• TO DO
Recast the items below as a JSON list of strings with one string per line, beginning with the line that contains "Target: dark blue water" (that line included) and running through the end of the items. Leave out blank lines.

• SOURCE DATA
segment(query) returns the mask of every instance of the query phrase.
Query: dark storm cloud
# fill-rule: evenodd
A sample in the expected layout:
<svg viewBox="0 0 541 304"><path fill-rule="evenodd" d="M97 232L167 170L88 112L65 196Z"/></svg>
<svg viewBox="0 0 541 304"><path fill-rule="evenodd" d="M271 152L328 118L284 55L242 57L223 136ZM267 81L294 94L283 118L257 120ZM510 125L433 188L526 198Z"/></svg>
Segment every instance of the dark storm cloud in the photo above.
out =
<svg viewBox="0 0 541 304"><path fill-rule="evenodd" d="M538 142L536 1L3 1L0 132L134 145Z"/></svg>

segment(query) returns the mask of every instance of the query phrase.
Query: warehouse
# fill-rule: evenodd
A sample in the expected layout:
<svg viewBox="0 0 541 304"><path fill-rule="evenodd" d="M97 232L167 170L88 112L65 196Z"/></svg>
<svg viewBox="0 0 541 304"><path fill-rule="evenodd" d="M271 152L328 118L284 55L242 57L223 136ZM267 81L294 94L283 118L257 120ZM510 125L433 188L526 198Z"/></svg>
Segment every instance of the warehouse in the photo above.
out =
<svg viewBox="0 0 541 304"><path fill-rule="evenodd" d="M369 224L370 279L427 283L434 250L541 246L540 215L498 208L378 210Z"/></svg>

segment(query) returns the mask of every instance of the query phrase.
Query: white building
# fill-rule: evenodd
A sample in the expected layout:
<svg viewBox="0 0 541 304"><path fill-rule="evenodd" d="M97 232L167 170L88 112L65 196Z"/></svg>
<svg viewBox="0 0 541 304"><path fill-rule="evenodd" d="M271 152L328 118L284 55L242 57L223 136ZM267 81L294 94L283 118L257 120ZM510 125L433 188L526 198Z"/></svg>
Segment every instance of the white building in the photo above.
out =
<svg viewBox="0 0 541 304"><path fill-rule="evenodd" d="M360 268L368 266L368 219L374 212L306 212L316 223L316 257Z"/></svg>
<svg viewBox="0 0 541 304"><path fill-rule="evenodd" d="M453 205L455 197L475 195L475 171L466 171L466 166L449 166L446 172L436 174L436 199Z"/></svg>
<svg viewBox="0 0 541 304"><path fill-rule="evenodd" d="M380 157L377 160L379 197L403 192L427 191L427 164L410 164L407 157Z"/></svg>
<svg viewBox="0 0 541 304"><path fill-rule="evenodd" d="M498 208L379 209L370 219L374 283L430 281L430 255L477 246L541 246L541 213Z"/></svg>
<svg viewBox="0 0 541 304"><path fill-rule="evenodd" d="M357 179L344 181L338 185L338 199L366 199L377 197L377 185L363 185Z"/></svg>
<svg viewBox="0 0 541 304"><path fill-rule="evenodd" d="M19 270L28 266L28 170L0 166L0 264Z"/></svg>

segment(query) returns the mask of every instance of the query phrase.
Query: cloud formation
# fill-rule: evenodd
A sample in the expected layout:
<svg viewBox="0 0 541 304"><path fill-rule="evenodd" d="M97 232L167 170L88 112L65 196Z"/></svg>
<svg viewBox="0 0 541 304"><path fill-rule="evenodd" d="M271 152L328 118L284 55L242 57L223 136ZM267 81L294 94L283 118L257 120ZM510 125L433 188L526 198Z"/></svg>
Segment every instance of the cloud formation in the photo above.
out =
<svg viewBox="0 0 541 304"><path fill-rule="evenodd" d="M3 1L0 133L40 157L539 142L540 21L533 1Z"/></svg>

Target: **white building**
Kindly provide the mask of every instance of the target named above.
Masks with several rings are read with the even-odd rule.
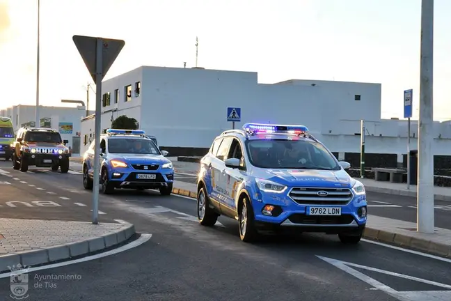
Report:
[[[259,84],[257,72],[142,66],[105,81],[102,128],[120,115],[157,137],[173,155],[205,153],[212,140],[232,128],[227,107],[239,107],[246,122],[303,124],[332,151],[359,153],[361,119],[365,121],[366,152],[406,153],[406,121],[381,119],[380,84],[292,79]],[[448,155],[451,123],[434,125],[434,152]],[[81,123],[81,152],[93,137],[94,118]],[[84,142],[84,136],[85,141]],[[412,137],[418,123],[412,121]],[[411,139],[411,149],[417,141]]]
[[[15,132],[23,126],[35,127],[35,106],[19,105],[0,110],[0,116],[13,120]],[[54,128],[59,131],[64,140],[68,140],[68,146],[73,153],[79,153],[80,125],[86,116],[86,108],[65,107],[39,107],[40,123],[38,127]]]

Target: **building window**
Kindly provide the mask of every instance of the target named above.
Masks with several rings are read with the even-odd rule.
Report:
[[[111,105],[110,103],[110,93],[106,93],[102,96],[102,104],[103,107],[107,107]]]
[[[135,83],[135,97],[139,96],[141,93],[141,82],[136,82]]]
[[[114,103],[119,102],[119,89],[114,90]]]
[[[125,102],[132,100],[132,85],[125,86],[124,88],[124,101]]]

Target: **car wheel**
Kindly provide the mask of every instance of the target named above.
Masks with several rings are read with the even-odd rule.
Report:
[[[93,186],[93,180],[89,178],[86,167],[83,169],[83,186],[87,190],[92,190]]]
[[[160,187],[160,194],[164,196],[171,195],[172,193],[173,185],[168,184],[168,186],[164,186]]]
[[[209,199],[205,193],[205,189],[201,187],[197,196],[198,219],[203,226],[213,226],[218,220],[218,215],[209,206]]]
[[[109,194],[111,193],[113,193],[114,192],[114,187],[109,181],[109,179],[108,178],[108,171],[104,168],[102,169],[101,178],[102,185],[100,187],[100,190],[102,191],[102,193],[104,194]]]
[[[342,233],[338,234],[338,238],[344,244],[356,245],[361,241],[363,234],[363,230],[359,230],[356,233]]]
[[[246,242],[257,240],[258,233],[255,229],[252,206],[247,197],[244,197],[239,207],[238,220],[239,222],[239,238]]]

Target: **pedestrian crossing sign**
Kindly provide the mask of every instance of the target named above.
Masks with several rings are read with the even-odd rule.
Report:
[[[228,107],[227,121],[241,121],[241,108]]]

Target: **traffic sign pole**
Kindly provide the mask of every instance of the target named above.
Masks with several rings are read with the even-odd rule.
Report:
[[[102,79],[103,40],[97,38],[95,49],[95,133],[94,141],[94,187],[93,190],[93,224],[99,223],[99,186],[100,183],[100,131],[102,114]]]

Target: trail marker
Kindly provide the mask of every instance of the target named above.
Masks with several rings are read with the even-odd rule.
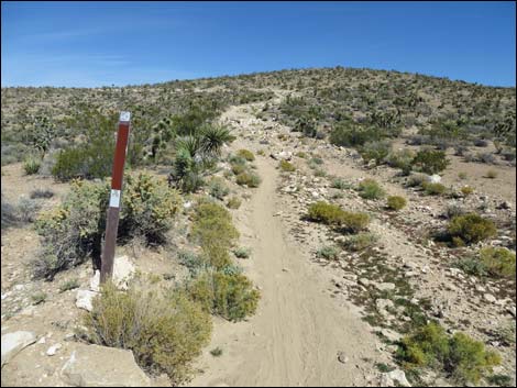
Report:
[[[100,282],[110,280],[113,275],[114,247],[119,229],[119,212],[122,197],[125,154],[128,153],[131,113],[120,112],[119,132],[114,148],[113,173],[111,175],[110,203],[106,221],[105,248],[100,264]]]

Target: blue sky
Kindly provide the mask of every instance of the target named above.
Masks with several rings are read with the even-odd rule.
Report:
[[[96,87],[301,67],[515,86],[510,2],[6,2],[3,86]]]

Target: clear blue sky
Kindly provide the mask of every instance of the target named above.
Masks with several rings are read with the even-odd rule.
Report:
[[[509,2],[4,2],[2,86],[370,67],[515,86]]]

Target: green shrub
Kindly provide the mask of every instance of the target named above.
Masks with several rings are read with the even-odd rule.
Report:
[[[443,151],[420,149],[413,164],[426,174],[438,174],[447,168],[450,160]]]
[[[463,333],[450,337],[433,322],[405,336],[397,357],[406,368],[441,368],[462,384],[477,383],[483,374],[501,363],[501,357],[486,351],[483,343]]]
[[[326,245],[318,250],[316,256],[328,260],[337,260],[339,258],[339,248],[334,245]]]
[[[189,285],[189,293],[207,311],[229,321],[241,321],[255,313],[260,292],[241,274],[206,273]]]
[[[280,160],[278,167],[286,173],[293,173],[294,170],[296,170],[296,167],[287,160]]]
[[[77,278],[65,281],[59,286],[59,292],[69,291],[79,288],[79,280]]]
[[[26,175],[34,175],[40,171],[41,160],[36,159],[35,157],[29,157],[23,163],[23,169],[25,170]]]
[[[362,232],[346,237],[346,240],[343,242],[343,247],[353,252],[363,251],[374,245],[377,240],[377,235],[369,232]]]
[[[230,189],[224,182],[224,179],[215,177],[208,184],[208,190],[210,196],[222,200],[226,196],[230,193]]]
[[[384,189],[373,179],[364,179],[359,184],[359,195],[364,199],[381,199],[386,192]]]
[[[251,171],[244,171],[237,176],[235,179],[237,184],[240,186],[248,186],[248,187],[258,187],[261,184],[261,177]]]
[[[255,155],[253,155],[253,153],[249,149],[239,149],[237,152],[237,156],[240,156],[240,157],[243,157],[244,159],[246,159],[248,162],[253,162],[255,160]]]
[[[211,332],[210,317],[185,293],[134,286],[128,291],[105,286],[84,323],[90,342],[131,350],[143,369],[165,373],[174,385],[188,378]]]
[[[36,277],[52,279],[89,255],[100,264],[109,196],[107,181],[73,181],[63,204],[40,215],[36,230],[43,253],[33,262]],[[127,177],[118,237],[142,235],[150,243],[163,242],[180,207],[182,198],[166,181],[143,174]]]
[[[480,251],[480,260],[492,276],[516,277],[515,253],[504,247],[487,246]]]
[[[459,239],[465,244],[475,244],[496,235],[494,223],[476,213],[454,217],[448,225],[451,239]]]
[[[422,188],[428,196],[441,196],[447,190],[447,187],[442,184],[432,184],[430,181],[424,182]]]
[[[399,196],[391,196],[387,198],[387,207],[391,210],[398,211],[407,204],[406,198]]]
[[[392,143],[388,141],[367,142],[359,148],[359,153],[364,160],[375,160],[378,166],[384,162],[392,151]]]
[[[227,207],[229,209],[239,209],[241,207],[241,200],[237,197],[232,197],[228,200]]]
[[[208,263],[221,268],[230,263],[228,251],[239,232],[227,209],[213,202],[201,202],[196,208],[190,236],[201,246]]]

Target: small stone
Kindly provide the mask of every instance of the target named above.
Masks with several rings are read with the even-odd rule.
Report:
[[[51,347],[48,347],[48,350],[46,351],[46,355],[47,356],[54,356],[58,350],[62,348],[62,344],[55,344],[55,345],[52,345]]]

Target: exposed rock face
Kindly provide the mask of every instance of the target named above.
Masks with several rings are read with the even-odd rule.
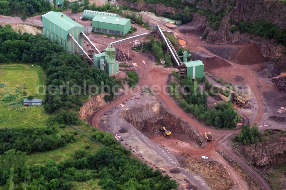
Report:
[[[131,3],[123,0],[117,0],[117,1],[120,5],[128,6],[130,9],[137,11],[140,10],[143,11],[154,12],[160,15],[162,14],[164,12],[169,12],[172,14],[175,14],[176,12],[175,8],[167,7],[161,4]]]
[[[168,112],[160,103],[149,104],[131,108],[121,114],[122,118],[144,134],[160,132],[165,127],[171,135],[187,142],[195,142],[200,145],[202,138],[193,127],[176,116]],[[148,136],[148,134],[146,135]]]
[[[286,68],[286,54],[283,55],[280,58],[277,64],[279,66]]]
[[[81,119],[86,119],[101,108],[106,106],[106,103],[103,99],[104,96],[104,94],[102,94],[94,96],[81,107],[78,112]]]
[[[248,146],[243,145],[238,148],[253,165],[258,166],[281,163],[286,161],[286,136],[279,137],[266,140]]]
[[[231,15],[237,22],[242,20],[251,22],[264,19],[281,29],[286,26],[286,6],[282,1],[273,0],[237,0]]]

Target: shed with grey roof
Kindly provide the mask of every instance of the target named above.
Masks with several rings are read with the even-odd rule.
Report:
[[[25,98],[24,100],[23,104],[24,106],[29,106],[30,105],[42,105],[43,103],[43,99],[32,99],[29,100]]]

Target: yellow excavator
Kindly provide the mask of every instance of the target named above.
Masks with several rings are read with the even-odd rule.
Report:
[[[160,131],[163,131],[163,134],[164,136],[170,136],[171,135],[171,132],[166,129],[165,127],[161,127],[160,128]]]

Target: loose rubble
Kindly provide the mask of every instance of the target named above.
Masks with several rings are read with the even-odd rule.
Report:
[[[286,76],[273,78],[272,81],[275,83],[277,90],[286,92]]]
[[[270,118],[276,122],[286,122],[286,117],[281,116],[271,116]]]

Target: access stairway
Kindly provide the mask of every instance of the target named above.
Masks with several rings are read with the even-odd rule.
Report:
[[[67,37],[70,38],[73,42],[74,43],[74,44],[76,45],[76,47],[78,47],[78,48],[80,50],[80,51],[82,52],[84,56],[86,58],[86,59],[88,62],[91,64],[93,64],[93,61],[92,60],[89,56],[88,54],[84,50],[84,48],[80,46],[80,45],[78,43],[76,40],[76,39],[72,35],[69,33],[67,35]]]

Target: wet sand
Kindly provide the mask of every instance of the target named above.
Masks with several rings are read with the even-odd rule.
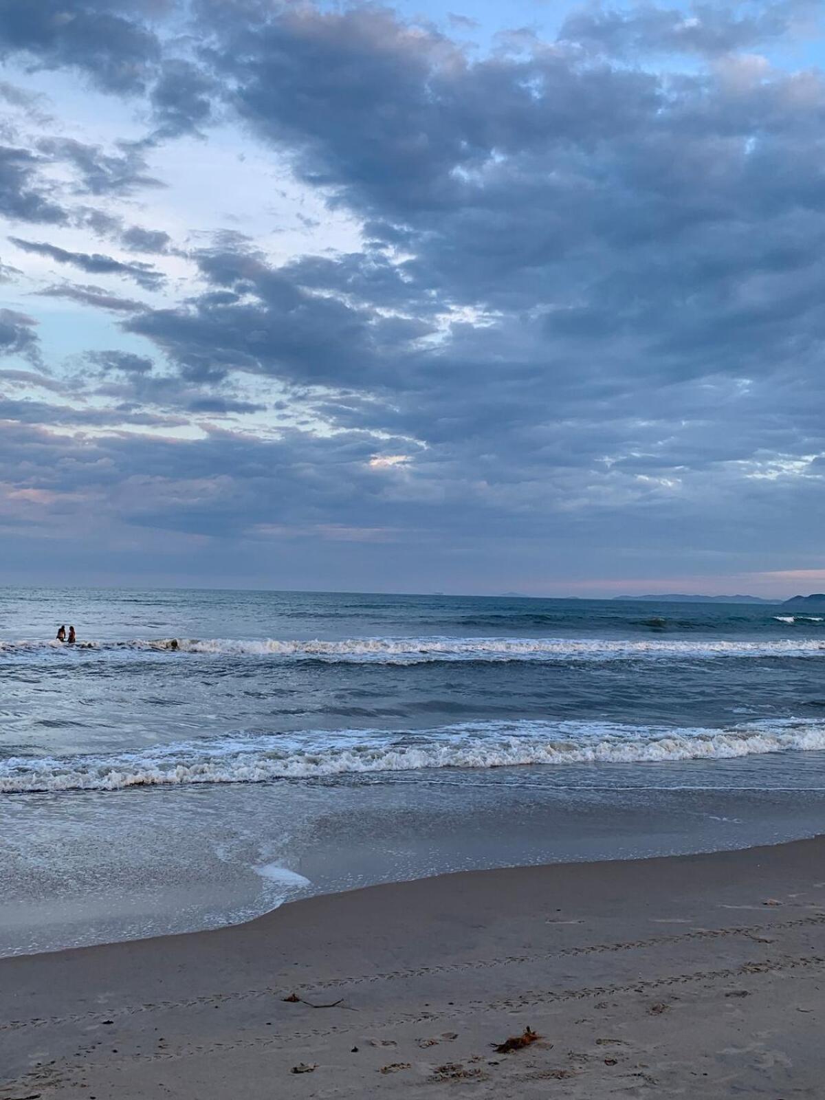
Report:
[[[451,875],[0,960],[0,1098],[790,1100],[823,1094],[824,1022],[817,838]],[[494,1049],[527,1026],[537,1042]]]

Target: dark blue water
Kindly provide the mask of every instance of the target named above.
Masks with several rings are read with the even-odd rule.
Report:
[[[0,949],[816,832],[824,658],[769,605],[0,590]]]

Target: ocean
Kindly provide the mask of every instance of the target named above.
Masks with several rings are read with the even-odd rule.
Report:
[[[814,835],[824,661],[765,604],[2,588],[0,955]]]

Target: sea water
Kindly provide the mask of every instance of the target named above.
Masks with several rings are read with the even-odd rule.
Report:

• EXPECTED OUTPUT
[
  "Target: dark blue water",
  "Kindly provide the mask of every instance of the target named above.",
  "Masks with several rings are read with the even-odd rule.",
  "Report:",
  "[[[0,949],[816,832],[824,658],[769,605],[0,590]]]",
  "Target: ocean",
  "Kindly provide the mask of every instance of the target named above.",
  "Masks with several rings are read with the even-odd rule.",
  "Report:",
  "[[[814,835],[824,661],[765,604],[2,588],[0,955]]]",
  "Target: sea water",
  "Kindly provide the mask of every instance of the target named above.",
  "Masks with several rings are read with the even-odd rule.",
  "Report:"
]